Saved data entries:
=-=-=-=-=

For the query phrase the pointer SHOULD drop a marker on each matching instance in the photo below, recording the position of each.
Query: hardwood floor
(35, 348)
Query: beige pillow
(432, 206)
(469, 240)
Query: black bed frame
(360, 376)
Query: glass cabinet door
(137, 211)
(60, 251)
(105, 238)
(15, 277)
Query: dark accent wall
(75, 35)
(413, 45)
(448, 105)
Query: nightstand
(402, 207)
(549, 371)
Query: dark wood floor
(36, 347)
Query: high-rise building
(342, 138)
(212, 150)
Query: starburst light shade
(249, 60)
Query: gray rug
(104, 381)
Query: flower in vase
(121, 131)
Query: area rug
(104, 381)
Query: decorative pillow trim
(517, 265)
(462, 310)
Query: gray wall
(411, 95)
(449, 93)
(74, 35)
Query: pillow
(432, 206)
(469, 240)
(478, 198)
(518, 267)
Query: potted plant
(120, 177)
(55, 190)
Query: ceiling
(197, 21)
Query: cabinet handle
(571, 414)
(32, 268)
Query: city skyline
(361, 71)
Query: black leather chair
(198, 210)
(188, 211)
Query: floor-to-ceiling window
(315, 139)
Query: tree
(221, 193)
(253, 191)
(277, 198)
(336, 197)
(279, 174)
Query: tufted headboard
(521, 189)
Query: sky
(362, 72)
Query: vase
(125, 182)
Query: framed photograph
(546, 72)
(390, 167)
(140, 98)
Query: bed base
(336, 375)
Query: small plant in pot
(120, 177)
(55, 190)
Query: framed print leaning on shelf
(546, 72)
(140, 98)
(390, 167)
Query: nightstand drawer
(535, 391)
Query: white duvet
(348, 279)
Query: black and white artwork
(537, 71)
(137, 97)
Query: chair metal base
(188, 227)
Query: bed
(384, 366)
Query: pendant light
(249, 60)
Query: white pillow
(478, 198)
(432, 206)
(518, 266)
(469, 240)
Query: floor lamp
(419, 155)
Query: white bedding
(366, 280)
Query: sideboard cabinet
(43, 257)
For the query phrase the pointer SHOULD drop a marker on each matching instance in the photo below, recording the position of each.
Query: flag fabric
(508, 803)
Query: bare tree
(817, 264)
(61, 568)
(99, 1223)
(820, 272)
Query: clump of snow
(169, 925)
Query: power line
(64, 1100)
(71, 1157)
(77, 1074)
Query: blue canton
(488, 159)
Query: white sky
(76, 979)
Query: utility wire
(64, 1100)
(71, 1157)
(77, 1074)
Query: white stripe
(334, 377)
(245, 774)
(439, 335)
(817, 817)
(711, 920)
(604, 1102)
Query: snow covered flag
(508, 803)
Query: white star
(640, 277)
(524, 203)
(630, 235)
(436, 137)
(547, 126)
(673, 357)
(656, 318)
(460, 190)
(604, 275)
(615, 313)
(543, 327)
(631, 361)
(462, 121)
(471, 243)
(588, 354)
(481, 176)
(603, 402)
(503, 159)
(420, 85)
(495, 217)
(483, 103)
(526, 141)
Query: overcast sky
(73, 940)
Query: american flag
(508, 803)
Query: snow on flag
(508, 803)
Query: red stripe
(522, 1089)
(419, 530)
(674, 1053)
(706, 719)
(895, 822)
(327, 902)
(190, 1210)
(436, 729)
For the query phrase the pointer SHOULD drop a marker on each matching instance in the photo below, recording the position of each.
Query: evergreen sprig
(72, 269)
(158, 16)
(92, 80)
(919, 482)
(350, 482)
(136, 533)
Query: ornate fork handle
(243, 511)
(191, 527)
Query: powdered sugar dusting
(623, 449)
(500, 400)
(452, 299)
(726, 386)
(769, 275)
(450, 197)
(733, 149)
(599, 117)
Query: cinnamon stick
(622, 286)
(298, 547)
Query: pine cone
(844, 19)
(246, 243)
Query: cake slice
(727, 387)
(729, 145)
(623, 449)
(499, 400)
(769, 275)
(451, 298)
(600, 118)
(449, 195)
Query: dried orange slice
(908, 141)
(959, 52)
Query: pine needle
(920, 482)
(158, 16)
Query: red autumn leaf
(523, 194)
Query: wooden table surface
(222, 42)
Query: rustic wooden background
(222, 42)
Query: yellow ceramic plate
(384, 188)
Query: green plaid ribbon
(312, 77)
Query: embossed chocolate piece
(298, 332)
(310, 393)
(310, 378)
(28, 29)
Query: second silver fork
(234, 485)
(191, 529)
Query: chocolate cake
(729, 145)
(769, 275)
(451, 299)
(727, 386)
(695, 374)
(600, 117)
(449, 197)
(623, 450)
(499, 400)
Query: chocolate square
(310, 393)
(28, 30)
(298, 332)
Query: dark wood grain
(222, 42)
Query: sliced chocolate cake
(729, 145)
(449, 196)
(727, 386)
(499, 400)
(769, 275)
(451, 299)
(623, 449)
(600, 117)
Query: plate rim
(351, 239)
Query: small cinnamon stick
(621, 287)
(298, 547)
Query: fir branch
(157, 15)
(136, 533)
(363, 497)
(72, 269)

=-=-=-=-=

TASK REQUIREMENTS: Retype the records in full. Keep every line identical to the original.

TASK OUTPUT:
For the query phrase the pointer SHOULD drop a marker on each matching instance in the photo below, recording the position of each.
Query: hardwood floor
(35, 348)
Query: beige pillow
(432, 206)
(469, 240)
Query: black bed frame
(360, 376)
Query: glass cabinet door
(137, 211)
(60, 251)
(105, 238)
(15, 277)
Query: dark accent wall
(75, 35)
(413, 45)
(448, 105)
Query: nightstand
(402, 207)
(549, 371)
Query: dark wood floor
(36, 347)
Query: high-rise building
(342, 138)
(212, 150)
Query: starburst light shade
(249, 60)
Query: gray rug
(104, 381)
Query: flower in vase
(121, 131)
Query: area rug
(104, 381)
Query: decorative pillow trim
(517, 265)
(462, 310)
Query: gray wall
(411, 95)
(449, 93)
(74, 35)
Query: pillow
(432, 206)
(469, 240)
(478, 198)
(518, 267)
Query: potted plant
(120, 177)
(55, 190)
Query: ceiling
(197, 21)
Query: cabinet handle
(571, 414)
(32, 268)
Query: city skyline
(361, 71)
Query: black leather chair
(198, 210)
(188, 211)
Query: floor-to-ceiling window
(315, 139)
Query: tree
(221, 193)
(253, 191)
(277, 198)
(336, 197)
(279, 174)
Query: tufted headboard
(521, 189)
Query: sky
(362, 72)
Query: vase
(125, 182)
Query: framed photograph
(546, 72)
(390, 167)
(140, 98)
Query: bed base
(336, 375)
Query: small plant in pot
(120, 177)
(55, 190)
Query: framed print leaning on shelf
(546, 72)
(140, 98)
(390, 167)
Query: nightstand drawer
(535, 391)
Query: white duvet
(348, 279)
Query: black and white artwork
(537, 71)
(137, 97)
Query: chair metal base
(188, 227)
Query: bed
(384, 366)
Query: pendant light
(249, 60)
Query: white pillow
(478, 198)
(432, 206)
(518, 266)
(469, 240)
Query: floor lamp
(419, 155)
Query: white bedding
(366, 280)
Query: sideboard cabinet
(43, 257)
For the query phrase the pointer SHOULD drop a marker on each matching instance in the photo below, recording the position of each.
Query: flag fabric
(508, 803)
Query: bare tree
(817, 264)
(61, 568)
(99, 1223)
(820, 272)
Query: clump of snow
(169, 925)
Query: power line
(64, 1100)
(71, 1157)
(77, 1074)
Query: blue canton
(488, 159)
Query: white sky
(76, 979)
Query: utility wire
(64, 1100)
(71, 1157)
(77, 1074)
Query: white stripe
(334, 377)
(245, 774)
(439, 335)
(817, 817)
(711, 920)
(604, 1102)
Query: snow covered flag
(508, 803)
Query: white star
(640, 277)
(524, 203)
(630, 235)
(436, 137)
(547, 126)
(673, 357)
(656, 318)
(460, 190)
(604, 275)
(615, 313)
(543, 327)
(631, 361)
(462, 121)
(471, 243)
(588, 354)
(481, 176)
(603, 402)
(503, 159)
(420, 85)
(495, 217)
(483, 103)
(526, 141)
Query: overcast sky
(73, 940)
Query: american flag
(508, 803)
Query: snow on flag
(508, 803)
Query: red stripe
(522, 1089)
(419, 530)
(674, 1053)
(706, 719)
(895, 822)
(327, 902)
(190, 1210)
(436, 729)
For the query phrase the pointer SHOULD drop a marker on each matching instance in the photo below, recording the position of each.
Query: evergreen sprig
(72, 269)
(158, 16)
(92, 80)
(919, 482)
(350, 482)
(136, 533)
Query: ornate fork handle
(243, 511)
(191, 527)
Query: powdered sugar dusting
(623, 449)
(500, 400)
(452, 299)
(726, 386)
(769, 275)
(450, 197)
(733, 149)
(599, 117)
Query: cinnamon stick
(622, 286)
(298, 547)
Query: pine cone
(844, 19)
(246, 243)
Query: cake slice
(727, 387)
(729, 145)
(623, 449)
(499, 400)
(769, 275)
(451, 298)
(600, 118)
(449, 195)
Query: dried orange slice
(908, 141)
(959, 52)
Query: pine needle
(920, 482)
(158, 16)
Query: red autumn leaf
(523, 194)
Query: wooden table surface
(222, 42)
Query: rustic wooden background
(222, 42)
Query: yellow ceramic plate
(384, 188)
Query: green plaid ribbon
(312, 77)
Query: embossed chocolate piece
(298, 332)
(310, 393)
(310, 378)
(28, 29)
Query: second silver fork
(234, 485)
(191, 529)
Query: chocolate cake
(729, 145)
(769, 275)
(451, 299)
(727, 386)
(695, 374)
(600, 117)
(449, 197)
(623, 450)
(499, 400)
Query: chocolate square
(310, 393)
(28, 30)
(298, 332)
Query: dark wood grain
(222, 42)
Query: sliced chocolate cake
(729, 145)
(449, 196)
(727, 386)
(499, 400)
(769, 275)
(451, 299)
(623, 449)
(600, 117)
Query: plate rim
(351, 239)
Query: small cinnamon stick
(621, 287)
(298, 547)
Query: fir branch
(157, 15)
(136, 533)
(363, 497)
(72, 269)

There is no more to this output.